**Assignment:** The entries below should appear again in your reply, word for word.

------------

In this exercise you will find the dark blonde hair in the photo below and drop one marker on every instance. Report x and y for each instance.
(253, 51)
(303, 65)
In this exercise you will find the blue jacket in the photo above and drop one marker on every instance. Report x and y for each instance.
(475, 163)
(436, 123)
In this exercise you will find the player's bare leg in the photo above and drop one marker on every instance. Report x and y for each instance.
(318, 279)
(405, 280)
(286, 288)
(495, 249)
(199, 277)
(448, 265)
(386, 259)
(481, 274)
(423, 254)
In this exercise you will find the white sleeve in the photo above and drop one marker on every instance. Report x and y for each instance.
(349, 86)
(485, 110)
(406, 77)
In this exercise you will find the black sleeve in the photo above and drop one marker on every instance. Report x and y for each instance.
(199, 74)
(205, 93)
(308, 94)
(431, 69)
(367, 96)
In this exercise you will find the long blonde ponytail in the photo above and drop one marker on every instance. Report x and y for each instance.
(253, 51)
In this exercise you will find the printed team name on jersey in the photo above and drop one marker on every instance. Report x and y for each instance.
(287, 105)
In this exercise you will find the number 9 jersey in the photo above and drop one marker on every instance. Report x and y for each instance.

------------

**Reply:**
In this exercise you will find the dark blonde hair in the photo below and drop one marker on every instance. Report x and y for each instance.
(253, 51)
(303, 65)
In this exercise you will find the blue jacket in the photo above and drop one marker on every instance. Report x and y for each instance.
(475, 163)
(436, 123)
In this exercise you will find the player's bare leg in the photo above and drop one marker on every instance. Report x and y for each instance.
(318, 279)
(405, 280)
(286, 288)
(495, 249)
(199, 277)
(448, 265)
(386, 259)
(481, 274)
(423, 254)
In this exercise you will find the white sleeve in the photo above and drop one marker on every instance. Report x and y for each instance.
(349, 86)
(485, 110)
(406, 77)
In this exercise you will find the black sleeve in the photo above and drop one marker on every instance. Report x and y for each instance.
(199, 74)
(205, 93)
(308, 94)
(431, 69)
(367, 96)
In this exercise you will find the long blonde ponytail in the photo above and drop one marker on every instance. Report x and y for each instance.
(253, 51)
In this exercise you will find the printed team name on jersey in the photo above and drop one marker on every instance. Report x and y for each instance.
(287, 105)
In this exercise you will find the number 9 jersey in the photo above and drop one marker on every instance. Report x and y for each instance.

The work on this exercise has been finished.